[PROVIDED ENTRIES]
§
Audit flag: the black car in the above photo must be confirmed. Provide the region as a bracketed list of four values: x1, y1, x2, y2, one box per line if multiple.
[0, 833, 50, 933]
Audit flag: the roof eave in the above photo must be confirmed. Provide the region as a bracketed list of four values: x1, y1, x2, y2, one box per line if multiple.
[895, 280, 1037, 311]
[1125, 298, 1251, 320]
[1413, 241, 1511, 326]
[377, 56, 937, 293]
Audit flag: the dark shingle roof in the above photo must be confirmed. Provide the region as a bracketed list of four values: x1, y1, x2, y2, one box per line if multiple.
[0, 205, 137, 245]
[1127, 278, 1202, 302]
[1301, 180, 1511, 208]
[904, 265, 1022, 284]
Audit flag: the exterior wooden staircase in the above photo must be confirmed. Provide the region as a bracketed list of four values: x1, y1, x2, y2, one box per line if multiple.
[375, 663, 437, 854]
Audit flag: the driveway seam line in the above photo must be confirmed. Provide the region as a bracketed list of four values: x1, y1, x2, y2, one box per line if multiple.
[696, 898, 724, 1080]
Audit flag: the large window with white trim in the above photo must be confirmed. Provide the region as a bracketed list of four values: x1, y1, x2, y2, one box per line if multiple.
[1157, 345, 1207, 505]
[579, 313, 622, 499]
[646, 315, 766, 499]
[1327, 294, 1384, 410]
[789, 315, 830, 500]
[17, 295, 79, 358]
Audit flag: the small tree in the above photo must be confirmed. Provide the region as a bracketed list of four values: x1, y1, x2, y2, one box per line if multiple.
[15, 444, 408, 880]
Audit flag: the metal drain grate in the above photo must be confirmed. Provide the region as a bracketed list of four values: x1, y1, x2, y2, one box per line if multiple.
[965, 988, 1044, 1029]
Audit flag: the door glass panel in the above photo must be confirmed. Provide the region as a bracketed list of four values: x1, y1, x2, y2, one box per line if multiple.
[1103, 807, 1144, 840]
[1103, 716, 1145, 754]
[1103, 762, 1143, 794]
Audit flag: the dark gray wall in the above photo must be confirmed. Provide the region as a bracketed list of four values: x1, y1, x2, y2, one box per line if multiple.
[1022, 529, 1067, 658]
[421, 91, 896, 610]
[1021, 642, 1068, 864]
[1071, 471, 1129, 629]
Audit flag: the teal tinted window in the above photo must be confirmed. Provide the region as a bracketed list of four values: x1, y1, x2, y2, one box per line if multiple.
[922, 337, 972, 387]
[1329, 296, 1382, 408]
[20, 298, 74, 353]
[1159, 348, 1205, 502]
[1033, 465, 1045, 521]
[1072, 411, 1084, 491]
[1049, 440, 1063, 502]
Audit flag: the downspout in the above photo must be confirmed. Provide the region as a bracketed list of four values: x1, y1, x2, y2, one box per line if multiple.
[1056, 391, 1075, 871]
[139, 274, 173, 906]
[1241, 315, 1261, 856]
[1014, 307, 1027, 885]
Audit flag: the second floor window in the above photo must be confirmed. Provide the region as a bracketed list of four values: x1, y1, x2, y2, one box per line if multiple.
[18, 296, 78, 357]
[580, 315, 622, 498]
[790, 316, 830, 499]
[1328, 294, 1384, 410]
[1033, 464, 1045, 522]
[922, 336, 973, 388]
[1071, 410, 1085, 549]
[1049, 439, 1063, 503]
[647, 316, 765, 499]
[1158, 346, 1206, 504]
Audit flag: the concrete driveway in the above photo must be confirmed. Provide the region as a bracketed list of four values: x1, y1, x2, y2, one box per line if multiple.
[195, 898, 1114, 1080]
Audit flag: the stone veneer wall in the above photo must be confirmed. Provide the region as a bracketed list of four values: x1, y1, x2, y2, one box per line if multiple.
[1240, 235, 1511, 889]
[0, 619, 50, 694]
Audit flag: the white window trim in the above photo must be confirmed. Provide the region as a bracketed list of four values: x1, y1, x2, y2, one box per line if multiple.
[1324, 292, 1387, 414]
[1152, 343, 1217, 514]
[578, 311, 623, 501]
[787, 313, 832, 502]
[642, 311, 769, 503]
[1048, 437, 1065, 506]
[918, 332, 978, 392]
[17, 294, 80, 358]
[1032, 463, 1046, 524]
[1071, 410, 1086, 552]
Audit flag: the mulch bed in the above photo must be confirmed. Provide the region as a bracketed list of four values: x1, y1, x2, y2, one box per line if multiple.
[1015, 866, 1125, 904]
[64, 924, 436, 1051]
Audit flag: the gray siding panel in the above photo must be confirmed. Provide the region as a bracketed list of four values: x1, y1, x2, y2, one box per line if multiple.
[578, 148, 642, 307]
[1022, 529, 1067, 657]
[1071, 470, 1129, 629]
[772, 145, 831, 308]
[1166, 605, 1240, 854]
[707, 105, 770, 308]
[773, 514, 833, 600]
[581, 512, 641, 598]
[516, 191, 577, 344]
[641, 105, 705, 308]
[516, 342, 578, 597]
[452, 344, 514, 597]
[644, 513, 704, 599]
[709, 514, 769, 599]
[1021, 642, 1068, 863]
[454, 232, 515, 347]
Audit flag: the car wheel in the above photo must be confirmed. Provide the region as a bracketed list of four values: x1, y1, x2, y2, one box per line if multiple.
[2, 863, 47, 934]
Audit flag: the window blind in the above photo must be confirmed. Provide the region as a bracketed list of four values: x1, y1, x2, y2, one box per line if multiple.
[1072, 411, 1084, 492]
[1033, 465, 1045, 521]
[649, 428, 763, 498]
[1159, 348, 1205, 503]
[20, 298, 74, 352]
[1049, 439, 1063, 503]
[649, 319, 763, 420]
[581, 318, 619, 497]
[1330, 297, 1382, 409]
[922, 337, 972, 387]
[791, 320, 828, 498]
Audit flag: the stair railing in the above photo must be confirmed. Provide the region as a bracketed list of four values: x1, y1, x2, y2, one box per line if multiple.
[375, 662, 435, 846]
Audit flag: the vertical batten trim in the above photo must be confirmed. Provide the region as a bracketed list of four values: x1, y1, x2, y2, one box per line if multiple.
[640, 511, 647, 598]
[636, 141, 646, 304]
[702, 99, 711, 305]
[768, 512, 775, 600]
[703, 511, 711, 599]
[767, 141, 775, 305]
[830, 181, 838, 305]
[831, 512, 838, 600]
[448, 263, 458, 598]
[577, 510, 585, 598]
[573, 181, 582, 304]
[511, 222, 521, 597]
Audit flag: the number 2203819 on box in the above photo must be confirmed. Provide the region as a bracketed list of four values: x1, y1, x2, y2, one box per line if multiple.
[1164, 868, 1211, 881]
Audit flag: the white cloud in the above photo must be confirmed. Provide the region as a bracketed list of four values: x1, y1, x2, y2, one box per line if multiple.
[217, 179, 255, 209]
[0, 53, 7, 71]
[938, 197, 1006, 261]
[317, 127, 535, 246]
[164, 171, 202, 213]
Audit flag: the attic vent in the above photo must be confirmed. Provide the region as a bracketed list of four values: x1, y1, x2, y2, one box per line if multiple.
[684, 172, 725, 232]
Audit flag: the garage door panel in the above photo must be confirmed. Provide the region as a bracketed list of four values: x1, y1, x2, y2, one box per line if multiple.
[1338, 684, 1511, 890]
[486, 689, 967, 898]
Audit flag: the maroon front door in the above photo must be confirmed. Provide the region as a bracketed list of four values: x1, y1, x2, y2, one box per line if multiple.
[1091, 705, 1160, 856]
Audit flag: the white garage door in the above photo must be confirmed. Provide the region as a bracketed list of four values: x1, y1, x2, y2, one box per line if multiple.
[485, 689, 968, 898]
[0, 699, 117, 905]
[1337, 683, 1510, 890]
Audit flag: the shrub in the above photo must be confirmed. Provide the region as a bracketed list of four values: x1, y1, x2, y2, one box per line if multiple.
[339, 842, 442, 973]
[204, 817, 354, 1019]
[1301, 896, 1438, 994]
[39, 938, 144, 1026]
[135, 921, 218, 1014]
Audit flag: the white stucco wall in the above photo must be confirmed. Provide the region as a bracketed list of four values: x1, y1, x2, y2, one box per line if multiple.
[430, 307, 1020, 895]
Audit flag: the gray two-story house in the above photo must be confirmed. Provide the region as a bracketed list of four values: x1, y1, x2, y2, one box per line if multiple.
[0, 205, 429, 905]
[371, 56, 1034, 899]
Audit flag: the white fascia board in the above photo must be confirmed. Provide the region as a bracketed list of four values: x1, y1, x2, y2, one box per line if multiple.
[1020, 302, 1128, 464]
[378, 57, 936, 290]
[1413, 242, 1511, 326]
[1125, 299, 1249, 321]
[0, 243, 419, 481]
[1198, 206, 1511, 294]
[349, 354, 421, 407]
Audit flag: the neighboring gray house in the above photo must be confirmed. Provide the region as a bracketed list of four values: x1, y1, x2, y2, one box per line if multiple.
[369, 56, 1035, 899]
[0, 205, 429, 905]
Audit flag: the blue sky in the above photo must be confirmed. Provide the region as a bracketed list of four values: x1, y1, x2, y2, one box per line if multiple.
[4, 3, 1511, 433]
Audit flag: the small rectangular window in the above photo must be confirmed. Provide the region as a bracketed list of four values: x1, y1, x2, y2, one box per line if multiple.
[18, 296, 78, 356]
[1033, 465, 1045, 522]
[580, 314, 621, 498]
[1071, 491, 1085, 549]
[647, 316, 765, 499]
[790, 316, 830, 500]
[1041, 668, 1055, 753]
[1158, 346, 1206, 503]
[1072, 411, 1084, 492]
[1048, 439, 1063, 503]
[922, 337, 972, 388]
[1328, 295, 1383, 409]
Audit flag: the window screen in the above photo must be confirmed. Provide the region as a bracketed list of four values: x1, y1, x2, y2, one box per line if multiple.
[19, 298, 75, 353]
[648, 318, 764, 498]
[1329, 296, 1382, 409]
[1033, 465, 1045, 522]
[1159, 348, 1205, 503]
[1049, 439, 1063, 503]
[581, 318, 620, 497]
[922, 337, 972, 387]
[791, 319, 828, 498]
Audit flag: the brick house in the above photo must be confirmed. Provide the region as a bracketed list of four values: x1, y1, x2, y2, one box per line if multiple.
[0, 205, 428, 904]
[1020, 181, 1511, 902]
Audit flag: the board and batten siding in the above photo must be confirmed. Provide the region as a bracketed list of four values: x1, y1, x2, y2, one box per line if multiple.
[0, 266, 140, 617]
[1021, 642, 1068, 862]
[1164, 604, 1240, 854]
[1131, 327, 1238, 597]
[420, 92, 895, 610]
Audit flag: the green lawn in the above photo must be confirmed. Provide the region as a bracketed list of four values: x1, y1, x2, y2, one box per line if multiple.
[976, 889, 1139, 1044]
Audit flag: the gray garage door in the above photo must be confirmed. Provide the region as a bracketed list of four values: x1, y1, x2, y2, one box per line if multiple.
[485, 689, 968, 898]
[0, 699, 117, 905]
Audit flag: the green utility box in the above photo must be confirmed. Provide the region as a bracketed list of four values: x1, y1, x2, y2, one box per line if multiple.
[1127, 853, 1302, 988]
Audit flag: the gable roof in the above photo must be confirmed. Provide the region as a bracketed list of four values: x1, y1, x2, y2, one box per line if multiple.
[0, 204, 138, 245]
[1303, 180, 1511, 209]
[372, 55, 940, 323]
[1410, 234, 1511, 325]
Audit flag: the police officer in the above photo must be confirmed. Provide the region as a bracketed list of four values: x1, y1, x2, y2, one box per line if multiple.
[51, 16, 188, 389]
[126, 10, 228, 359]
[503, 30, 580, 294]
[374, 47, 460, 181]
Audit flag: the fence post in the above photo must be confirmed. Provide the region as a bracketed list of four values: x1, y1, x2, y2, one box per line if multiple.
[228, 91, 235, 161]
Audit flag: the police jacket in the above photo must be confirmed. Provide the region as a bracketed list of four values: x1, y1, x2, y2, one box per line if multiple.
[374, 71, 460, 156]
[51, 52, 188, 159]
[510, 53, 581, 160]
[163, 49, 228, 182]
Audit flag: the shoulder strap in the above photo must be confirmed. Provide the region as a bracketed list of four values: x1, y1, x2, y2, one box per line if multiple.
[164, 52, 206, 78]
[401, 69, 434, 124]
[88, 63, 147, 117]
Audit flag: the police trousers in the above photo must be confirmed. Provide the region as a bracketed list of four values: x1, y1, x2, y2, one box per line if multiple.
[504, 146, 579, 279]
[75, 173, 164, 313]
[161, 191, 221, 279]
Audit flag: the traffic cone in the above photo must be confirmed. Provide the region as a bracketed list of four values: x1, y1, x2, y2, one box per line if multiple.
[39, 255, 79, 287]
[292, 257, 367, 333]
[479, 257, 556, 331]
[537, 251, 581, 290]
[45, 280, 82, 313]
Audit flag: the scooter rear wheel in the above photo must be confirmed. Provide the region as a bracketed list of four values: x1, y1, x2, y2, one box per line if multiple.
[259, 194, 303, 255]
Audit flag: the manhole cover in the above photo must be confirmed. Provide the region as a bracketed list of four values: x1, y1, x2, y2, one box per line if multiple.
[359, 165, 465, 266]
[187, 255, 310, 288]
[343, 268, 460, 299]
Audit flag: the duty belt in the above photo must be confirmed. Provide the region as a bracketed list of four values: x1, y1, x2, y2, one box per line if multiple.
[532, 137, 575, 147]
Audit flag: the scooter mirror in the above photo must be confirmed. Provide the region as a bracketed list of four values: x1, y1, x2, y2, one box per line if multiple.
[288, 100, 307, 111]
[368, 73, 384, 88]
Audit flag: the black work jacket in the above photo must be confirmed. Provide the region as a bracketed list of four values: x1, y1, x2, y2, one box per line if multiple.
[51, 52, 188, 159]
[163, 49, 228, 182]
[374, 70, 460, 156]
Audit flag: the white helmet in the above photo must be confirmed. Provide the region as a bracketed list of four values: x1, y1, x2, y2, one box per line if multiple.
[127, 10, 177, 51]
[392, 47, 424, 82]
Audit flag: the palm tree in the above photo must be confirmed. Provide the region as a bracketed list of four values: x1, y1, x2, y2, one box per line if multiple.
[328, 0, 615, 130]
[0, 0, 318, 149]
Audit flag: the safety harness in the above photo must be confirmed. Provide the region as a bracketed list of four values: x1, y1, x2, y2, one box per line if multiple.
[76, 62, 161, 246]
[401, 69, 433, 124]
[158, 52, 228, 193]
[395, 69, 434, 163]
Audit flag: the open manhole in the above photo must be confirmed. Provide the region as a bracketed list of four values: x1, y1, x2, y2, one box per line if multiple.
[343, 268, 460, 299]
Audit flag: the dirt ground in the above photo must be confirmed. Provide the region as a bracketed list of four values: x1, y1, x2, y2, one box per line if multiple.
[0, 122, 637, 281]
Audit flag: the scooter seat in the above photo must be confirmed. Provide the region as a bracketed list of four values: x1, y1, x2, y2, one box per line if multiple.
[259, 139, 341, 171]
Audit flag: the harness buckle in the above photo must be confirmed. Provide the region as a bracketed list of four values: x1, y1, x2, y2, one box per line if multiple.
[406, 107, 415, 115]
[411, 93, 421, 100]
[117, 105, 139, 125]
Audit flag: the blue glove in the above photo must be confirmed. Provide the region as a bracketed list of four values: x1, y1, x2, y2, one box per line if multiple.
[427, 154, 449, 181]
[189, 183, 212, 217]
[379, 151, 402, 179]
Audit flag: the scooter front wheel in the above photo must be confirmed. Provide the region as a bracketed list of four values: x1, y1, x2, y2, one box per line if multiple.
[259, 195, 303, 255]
§
[WHAT THIS TASK INVOLVES]
Set down exactly, and only, the lines from the one containing "Audit flag: the dirt" through the final line of the entries above.

[ANSWER BOX]
Audit flag: the dirt ground in the above photo must be confirmed. Provide the region as a bracketed list of four values: x1, y1, x2, y2, one box per line if multiple.
[0, 122, 637, 281]
Audit flag: the scooter seat in the above photo must be confirmed. Provide the region as a bracketed list of four values: x1, y1, x2, y2, one box per line if multiple.
[259, 139, 341, 171]
Audit flag: the harness buckle in the above photo must be confirmed. Provide the region as a bracketed list of four values: x1, y1, x2, y2, one box per line if multiple.
[406, 107, 415, 115]
[411, 93, 421, 100]
[117, 105, 139, 125]
Audit flag: the blue glove in the above photo must be confirmed. Provide the region as a bracketed list of four values: x1, y1, x2, y2, one box per line if multiple.
[427, 154, 449, 181]
[189, 183, 212, 217]
[379, 151, 402, 179]
Audit flag: the scooter front wheel in the above photo must be confirmed. Provide the region as a bracketed list of four values: x1, y1, x2, y2, one box per line if multiple.
[259, 195, 303, 255]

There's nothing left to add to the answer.